**PROBLEM DESCRIPTION:** Some of the lines below need repeating. Reproduce exactly those between the lines holding "positive clicks: (246, 439) (239, 363)" and "negative clicks: (223, 355) (215, 308)", inclusive.

**Stored data:**
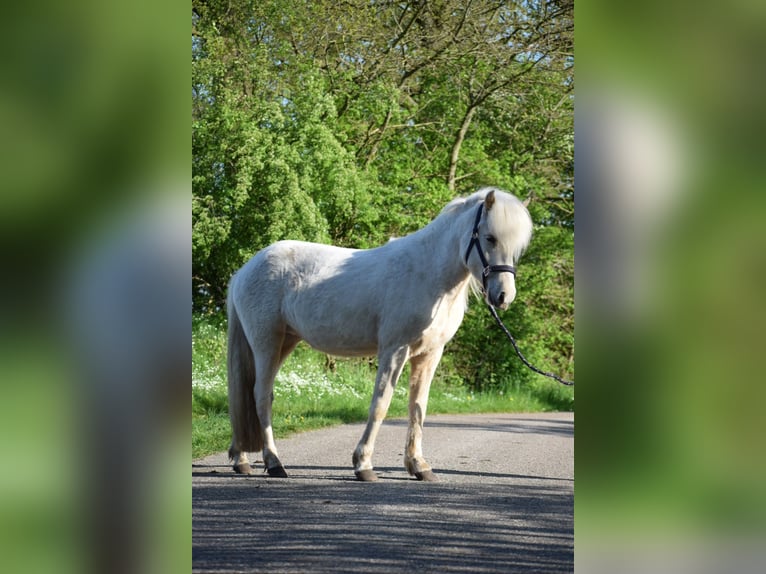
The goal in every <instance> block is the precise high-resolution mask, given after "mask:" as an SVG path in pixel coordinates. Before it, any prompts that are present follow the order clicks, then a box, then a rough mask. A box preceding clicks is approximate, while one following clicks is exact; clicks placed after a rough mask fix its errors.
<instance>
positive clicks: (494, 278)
mask: <svg viewBox="0 0 766 574" xmlns="http://www.w3.org/2000/svg"><path fill="white" fill-rule="evenodd" d="M482 191H485V190H482ZM479 193H481V192H479ZM476 209H477V211H476V217H475V219H474V226H473V230H472V234H471V240H470V243H469V244H468V249H467V250H466V254H465V262H466V265H467V266H468V268H469V270H470V271H471V274H472V275H473V276H474V278H476V277H479V278H480V281H481V284H482V286H483V295H484V297H485V299H486V301H487V303H489V304H490V305H492V306H494V307H499V308H500V309H507V308H508V306H509V305H510V304H511V301H513V299H514V298H515V297H516V281H515V275H516V268H515V263H516V261H517V260H518V258H519V257H520V256H521V254H522V253H523V252H524V249H526V247H527V245H528V244H529V240H530V238H531V236H532V219H531V218H530V216H529V212H528V211H527V209H526V206H525V204H524V203H522V202H521V201H519V200H518V199H517V198H516V197H514V196H513V195H510V194H508V193H505V192H502V191H499V190H495V189H490V190H488V191H485V194H484V197H483V200H482V201H480V203H479V206H478V207H477V208H476ZM474 250H475V251H476V253H474Z"/></svg>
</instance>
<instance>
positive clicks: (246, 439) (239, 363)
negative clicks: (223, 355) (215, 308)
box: [227, 288, 263, 458]
mask: <svg viewBox="0 0 766 574" xmlns="http://www.w3.org/2000/svg"><path fill="white" fill-rule="evenodd" d="M227 309H228V316H229V346H228V354H227V359H228V360H227V368H228V374H229V419H230V420H231V431H232V436H231V447H230V448H229V457H230V458H236V457H237V456H238V454H239V453H240V452H258V451H260V450H261V449H262V448H263V435H262V433H261V425H260V421H259V420H258V412H257V411H256V408H255V395H254V394H253V387H254V385H255V361H254V360H253V352H252V350H251V349H250V344H249V343H248V342H247V338H246V337H245V331H244V330H243V328H242V322H241V321H240V318H239V315H238V314H237V310H236V307H235V305H234V301H233V299H232V295H231V288H230V289H229V296H228V300H227Z"/></svg>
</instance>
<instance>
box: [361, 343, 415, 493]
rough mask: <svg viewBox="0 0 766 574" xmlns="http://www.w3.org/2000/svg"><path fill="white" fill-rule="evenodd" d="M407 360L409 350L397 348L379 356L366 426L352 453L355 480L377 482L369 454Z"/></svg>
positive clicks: (376, 478)
mask: <svg viewBox="0 0 766 574" xmlns="http://www.w3.org/2000/svg"><path fill="white" fill-rule="evenodd" d="M408 358H409V347H400V348H397V349H394V350H393V351H386V352H382V353H380V355H379V361H378V363H379V364H378V374H377V376H376V378H375V390H374V391H373V394H372V403H371V404H370V414H369V417H368V419H367V427H366V428H365V429H364V434H363V435H362V438H361V440H360V441H359V444H358V445H357V447H356V450H354V456H353V462H354V472H355V474H356V477H357V478H358V479H359V480H362V481H365V482H371V481H374V480H377V478H378V477H377V475H376V474H375V473H374V472H373V471H372V453H373V450H374V448H375V438H376V437H377V436H378V431H379V430H380V425H381V423H382V422H383V419H384V418H385V416H386V413H387V412H388V406H389V405H390V404H391V397H392V395H393V394H394V387H395V386H396V381H398V380H399V375H401V374H402V369H403V368H404V364H405V363H406V362H407V359H408Z"/></svg>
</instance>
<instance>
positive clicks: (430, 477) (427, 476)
mask: <svg viewBox="0 0 766 574" xmlns="http://www.w3.org/2000/svg"><path fill="white" fill-rule="evenodd" d="M415 478H417V479H418V480H422V481H423V482H439V477H438V476H436V475H435V474H434V473H433V471H431V470H424V471H423V472H416V473H415Z"/></svg>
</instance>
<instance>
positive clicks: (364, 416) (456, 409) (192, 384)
mask: <svg viewBox="0 0 766 574" xmlns="http://www.w3.org/2000/svg"><path fill="white" fill-rule="evenodd" d="M443 362H444V363H445V364H443V365H441V366H440V368H439V370H437V375H436V377H435V378H434V382H433V384H432V386H431V392H430V396H429V401H428V412H429V414H451V413H486V412H536V411H551V410H571V409H572V408H573V401H572V398H571V396H572V395H571V390H570V389H565V390H564V392H563V394H562V391H561V389H559V388H558V387H557V386H555V383H548V382H546V381H543V382H542V384H541V385H540V386H534V387H531V388H513V386H512V385H509V387H510V388H511V391H508V392H506V391H496V392H483V393H474V392H473V391H472V390H471V389H470V388H468V387H467V386H465V385H464V384H462V382H461V381H460V380H459V379H457V378H456V377H455V376H451V375H450V372H451V371H450V368H449V361H448V360H447V361H443ZM328 363H330V364H328ZM375 369H376V364H375V363H374V361H371V360H368V359H347V360H341V359H336V360H334V361H328V358H327V357H326V356H325V355H323V354H321V353H318V352H316V351H313V350H312V349H310V348H308V347H307V346H305V345H303V344H301V345H299V346H298V348H297V349H296V350H295V352H294V353H293V354H292V355H291V356H290V358H289V359H288V360H287V361H286V362H285V365H284V366H283V367H282V369H281V370H280V372H279V375H278V376H277V381H276V384H275V386H274V407H273V408H274V412H273V426H274V434H275V436H276V437H277V438H282V437H286V436H289V435H291V434H294V433H296V432H302V431H306V430H312V429H317V428H322V427H326V426H332V425H337V424H342V423H351V422H360V421H364V420H366V419H367V412H368V409H369V405H370V398H371V396H372V387H373V383H374V380H375ZM408 383H409V369H408V368H407V369H405V372H404V373H403V374H402V377H401V379H400V380H399V384H398V385H397V387H396V389H395V391H394V397H393V399H392V401H391V406H390V408H389V411H388V416H389V417H403V416H406V415H407V400H408V397H407V390H408ZM227 403H228V399H227V390H226V332H225V327H224V325H223V324H222V323H221V322H220V320H216V319H205V320H202V319H199V318H195V320H194V323H193V336H192V458H194V459H196V458H200V457H203V456H205V455H207V454H211V453H214V452H221V451H224V450H226V449H228V447H229V441H230V439H231V429H230V427H229V418H228V411H227ZM562 407H563V408H562Z"/></svg>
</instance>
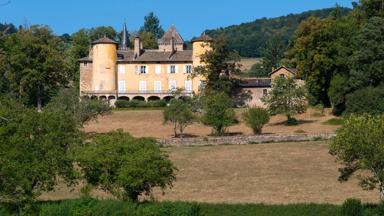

**FINISHED TASK:**
positive clicks: (246, 439) (239, 363)
negative clicks: (223, 355) (215, 308)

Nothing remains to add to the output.